§ **Passage to read**
Everton’s issues also partly relate to geopolitics (what isn’t in the Premier League?), with Alisher Usmanov, a long-time business associate, commercial partner and benefactor of owner Farhad Moshiri, being one of the many Russian oligarchs sanctioned after Vladimir Putin’s illegal invasion of Ukraine.
This led to the club being quickly forced to cut ties with their chief sponsor, USM Holdings, who sponsored Everton’s training ground, women’s team and match days at Goodison Park. The conglomerate had also bought exclusive naming rights to the new stadium at Bramley Moore-Dock, which was anticipated to provide a nine-figure sum that would help cover the costs of the construction.
Smaller deals have since been agreed but there’s no big-money naming rights replacement in place. Again, it begs the question: how are any of these people allowed into English football and how can football clubs, fans and their future be dictated by world events and the actions of dictators and despots?
The simple answer is cash, which has ruled everything around English football since the explosion of mid-to-late 1990s commercialism in the newly created Premier League. It’s how Abramovich and Abu Dhabi got in without any questions asked in 2003 and 2008 respectively, and it’s why the ‘fit and proper owner test’, introduced in 2004, is so flimsy and easy to manoeuvre.
It’s also a reason for the paltry £22 million combined fine for the Big Six’ after their scandalous and shambolic attempt to join the European Super League. What a 48 hours that was.
Bigger sanctions were promised if they did it again – that will teach them! It showed how in thrall the league is to these clubs and how ridiculous the concept of self-governing is. There is no coincidence that City’s charges, after a four year investigation, came in the same week as plans for an independent regulator were announced at government level. Nor that Everton were dealt with so seriously.
Let’s see what happens with Spurs too, given they, Portsmouth and Jermain Defoe allegedly ‘dealt with an unlicensed agent during the negotiations’ for the player’s return to north London in January 2009. The case has now been reopened by the FA. Insert can of worms or Pandora’s box being opened references where deemed necessary.
While these takeovers have undoubtedly benefited City, Chelsea and Newcastle at least in terms of on-field success, the opposite can be said for both Everton and United, who have both been run terribly under the stewardship of Moshiri and the Glazer family respectively.
Frivolous spending led to the Toffees getting stuck in financial trouble, while United’s own policy of throwing sh*t at the wall and seeing what might stick is long established.
Since Sir Alex Ferguson’s retirement in 2013, United have had five permanent managers, three caretakers and one interim. Somehow, Everton have been even more trigger-happy, with seven permanent managers (and four caretakers) in seven years of Moshiri rule.
Seven is rather apt given the proposed takeover of the club by 777, an American investment firm. There have been serious questions about those investors, with allegations of fraud since their founding in 2015. Co-founder Josh Wander also pleaded no contest to a drugs charge in 2003. All very wholesome, and one serious test of the ‘beefed up’ owners’ and directors’ test.

§ **Material shown**
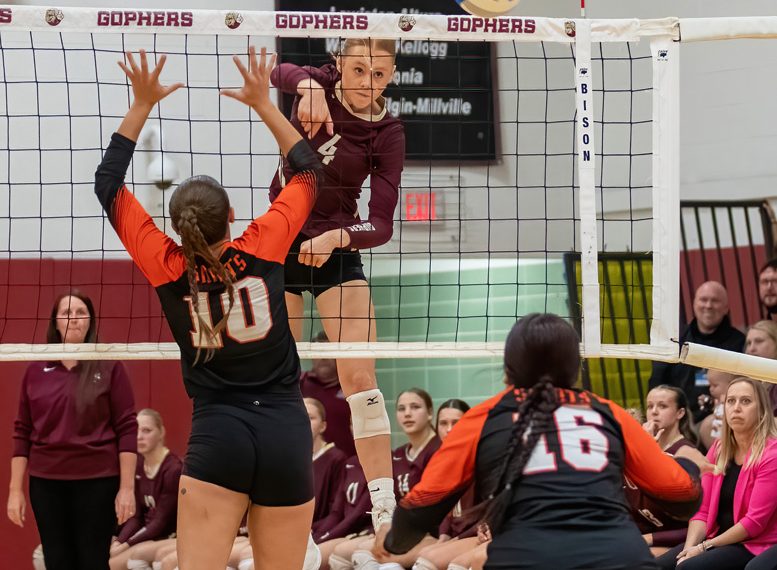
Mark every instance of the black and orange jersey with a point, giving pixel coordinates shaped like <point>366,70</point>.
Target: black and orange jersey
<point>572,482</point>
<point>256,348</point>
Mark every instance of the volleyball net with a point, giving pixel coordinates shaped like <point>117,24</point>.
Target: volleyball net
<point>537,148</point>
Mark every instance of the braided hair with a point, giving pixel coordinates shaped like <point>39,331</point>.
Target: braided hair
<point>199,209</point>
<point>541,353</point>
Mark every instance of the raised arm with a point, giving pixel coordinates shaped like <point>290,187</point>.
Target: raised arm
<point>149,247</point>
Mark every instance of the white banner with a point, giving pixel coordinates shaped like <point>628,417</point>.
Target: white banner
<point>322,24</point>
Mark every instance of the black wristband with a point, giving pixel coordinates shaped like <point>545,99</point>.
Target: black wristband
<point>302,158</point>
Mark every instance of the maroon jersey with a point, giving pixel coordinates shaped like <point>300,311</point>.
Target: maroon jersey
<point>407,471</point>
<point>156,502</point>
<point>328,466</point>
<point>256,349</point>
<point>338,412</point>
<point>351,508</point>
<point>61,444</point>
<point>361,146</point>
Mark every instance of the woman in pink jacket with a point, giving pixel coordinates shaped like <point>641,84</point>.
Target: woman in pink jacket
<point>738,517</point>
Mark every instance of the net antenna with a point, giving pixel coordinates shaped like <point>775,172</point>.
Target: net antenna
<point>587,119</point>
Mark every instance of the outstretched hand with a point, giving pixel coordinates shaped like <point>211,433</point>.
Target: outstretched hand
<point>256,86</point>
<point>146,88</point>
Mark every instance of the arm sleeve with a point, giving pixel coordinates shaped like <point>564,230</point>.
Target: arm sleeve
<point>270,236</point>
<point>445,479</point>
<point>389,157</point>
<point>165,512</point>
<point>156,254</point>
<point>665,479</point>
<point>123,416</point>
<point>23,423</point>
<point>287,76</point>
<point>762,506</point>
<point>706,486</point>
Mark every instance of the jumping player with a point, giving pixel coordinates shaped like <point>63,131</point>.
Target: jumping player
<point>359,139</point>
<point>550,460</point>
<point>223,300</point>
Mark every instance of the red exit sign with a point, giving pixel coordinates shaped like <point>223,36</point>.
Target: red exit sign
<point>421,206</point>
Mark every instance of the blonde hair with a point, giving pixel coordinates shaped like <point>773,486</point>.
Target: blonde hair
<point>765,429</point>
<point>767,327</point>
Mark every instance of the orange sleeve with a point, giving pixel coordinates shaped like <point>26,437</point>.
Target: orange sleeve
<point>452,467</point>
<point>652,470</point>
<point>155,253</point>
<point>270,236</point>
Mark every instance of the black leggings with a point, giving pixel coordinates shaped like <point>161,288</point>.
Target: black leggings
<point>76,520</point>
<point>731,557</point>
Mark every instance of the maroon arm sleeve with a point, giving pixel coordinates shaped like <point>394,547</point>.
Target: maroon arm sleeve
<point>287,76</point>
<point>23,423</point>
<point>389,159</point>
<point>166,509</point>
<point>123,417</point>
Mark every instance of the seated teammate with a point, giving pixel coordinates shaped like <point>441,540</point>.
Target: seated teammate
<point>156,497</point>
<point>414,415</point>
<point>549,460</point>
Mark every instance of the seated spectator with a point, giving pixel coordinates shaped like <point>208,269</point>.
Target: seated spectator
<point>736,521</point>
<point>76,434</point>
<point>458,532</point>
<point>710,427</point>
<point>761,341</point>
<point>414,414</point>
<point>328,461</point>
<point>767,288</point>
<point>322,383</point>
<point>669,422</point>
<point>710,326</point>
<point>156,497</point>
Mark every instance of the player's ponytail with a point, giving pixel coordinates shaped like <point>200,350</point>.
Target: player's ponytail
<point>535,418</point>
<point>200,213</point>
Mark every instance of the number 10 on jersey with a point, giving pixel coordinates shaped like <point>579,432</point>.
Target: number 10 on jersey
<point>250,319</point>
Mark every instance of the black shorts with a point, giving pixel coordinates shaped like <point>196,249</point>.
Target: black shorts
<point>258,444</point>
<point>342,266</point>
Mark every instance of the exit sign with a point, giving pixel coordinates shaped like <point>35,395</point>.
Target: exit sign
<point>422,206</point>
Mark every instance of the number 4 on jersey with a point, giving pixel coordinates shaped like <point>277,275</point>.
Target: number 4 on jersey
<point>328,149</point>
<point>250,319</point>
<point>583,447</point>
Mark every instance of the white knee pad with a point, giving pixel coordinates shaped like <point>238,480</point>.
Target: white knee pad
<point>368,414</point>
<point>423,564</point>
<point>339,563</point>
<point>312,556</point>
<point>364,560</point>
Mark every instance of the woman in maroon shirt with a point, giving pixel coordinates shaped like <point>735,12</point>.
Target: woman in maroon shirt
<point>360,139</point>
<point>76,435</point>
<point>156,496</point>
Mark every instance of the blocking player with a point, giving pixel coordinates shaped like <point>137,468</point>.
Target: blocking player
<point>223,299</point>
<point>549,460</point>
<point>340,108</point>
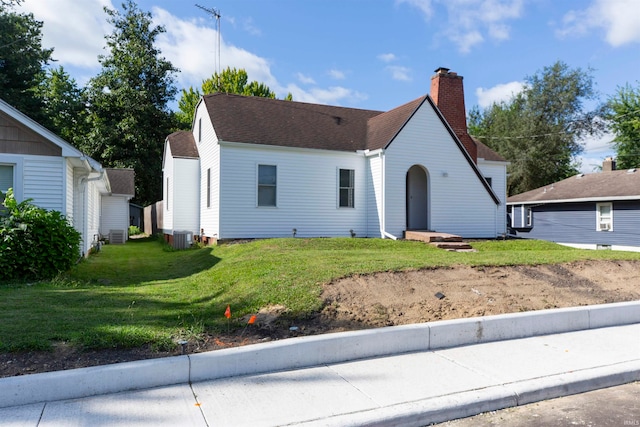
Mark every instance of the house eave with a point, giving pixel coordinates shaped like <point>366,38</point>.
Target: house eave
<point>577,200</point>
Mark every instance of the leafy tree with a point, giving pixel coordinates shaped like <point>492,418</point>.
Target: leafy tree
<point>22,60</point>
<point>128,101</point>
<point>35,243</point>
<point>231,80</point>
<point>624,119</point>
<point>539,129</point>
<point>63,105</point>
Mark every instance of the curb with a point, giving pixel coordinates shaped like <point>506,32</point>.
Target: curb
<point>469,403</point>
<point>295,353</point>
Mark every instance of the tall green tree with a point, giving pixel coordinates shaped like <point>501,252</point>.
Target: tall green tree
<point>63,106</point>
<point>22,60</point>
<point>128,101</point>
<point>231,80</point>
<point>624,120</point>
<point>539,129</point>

§ **Prompt 1**
Retype the records from the line with "Mark every instance of the seated teammate" up to and including the line with "<point>156,496</point>".
§ **Prompt 2**
Continue the piece on Premier League club ownership from where it stops.
The piece on Premier League club ownership and the records were taken from separate sources.

§ **Expected output 1**
Mark every instance of the seated teammate with a point, giving pixel coordinates shaped like <point>441,540</point>.
Target: seated teammate
<point>156,497</point>
<point>414,415</point>
<point>549,460</point>
Mark every instance of the seated spectator with a point, giving pixel coordinates shaped like <point>208,269</point>.
Target: seated spectator
<point>736,521</point>
<point>76,434</point>
<point>458,532</point>
<point>710,427</point>
<point>761,341</point>
<point>414,414</point>
<point>328,461</point>
<point>767,288</point>
<point>322,383</point>
<point>669,422</point>
<point>710,326</point>
<point>156,497</point>
Mark every instance of the player's ponytail with a point, giving pixel coordinates shaped like <point>200,350</point>.
Target: player's ponytail
<point>535,418</point>
<point>200,213</point>
Mark every instance of the number 10 on jersey with a point, giving pixel coordinates shaped like <point>579,432</point>.
Target: number 10 on jersey
<point>250,319</point>
Mark every instance of the black shorts with a point, giving pixel coordinates shaped like <point>196,249</point>.
Target: black shorts
<point>258,444</point>
<point>342,266</point>
Mark every instance of the exit sign with a point, giving pixel coordinates shaped like <point>35,395</point>.
Target: exit sign
<point>422,206</point>
Mark every instance of the number 4 on jersey with a point, giving pixel coordinates shaped like <point>277,275</point>.
Target: number 4 on jersey
<point>328,149</point>
<point>250,319</point>
<point>583,447</point>
Mark every instance of the white knee pad with a point, giving pixel coordinates shaped like <point>238,480</point>.
Target: white knee pad
<point>368,414</point>
<point>423,564</point>
<point>339,563</point>
<point>312,556</point>
<point>364,560</point>
Mark every instance of the woman in maroon shirt with a point, giving pixel coordinates shaped like <point>735,12</point>.
Target: woman in maroon shirt
<point>360,139</point>
<point>76,435</point>
<point>156,496</point>

§ **Expected output 2**
United, on the other hand, are on the verge of Sir Jim Ratcliffe taking 25% of the club shares and assuming ‘sporting control’, whatever that means. It is not the full exile of the Glazers fans wanted but it a step towards that and immeasurably better than any state involvement, let alone the Hamas-funding and housing Qataris, and that is only the tip of the iceberg when it comes to their human rights abuses.
Both potential investors/owners already own other clubs – Genoa, Standard Liege and a minority stake in Sevilla for 777, Nice and Lausanne-Sport for Ratcliffe. It will add even more multi-club ownership models to the Premier League, which has just voted on allowing loan deals between such sister clubs.
Seriously, could there be any more issues in English football?
Two of the original ‘Big Five’ who led the breakaway to form the Premier League in 1992, it is a disgrace how both Everton and United fanbases have been so badly let down by the very organisation meant to protect them, as well as the FA and British governments. Leveraged buy-outs are now illegal in football, largely due to the Glazers’ destruction of United.
With all of this going on, one might forget there is actually a game of association football taking place at what is bound to be a raucous Goodison Park this Sunday. Both clubs need a win – Everton to kickstart their survival bid, United just to kickstart their season – and rather bizarrely, both are in good form.
Erik ten Hag’s side have somehow accrued the most points from the last five league games and Everton have begun to look like a proper Sean Dyche side, with 10 points in that same period – how crucial they might prove to be. The two sides also have the same goal difference (-3), despite being 13 positions apart (United in sixth, Everton in 19th), which adds to the bizarreness around both clubs.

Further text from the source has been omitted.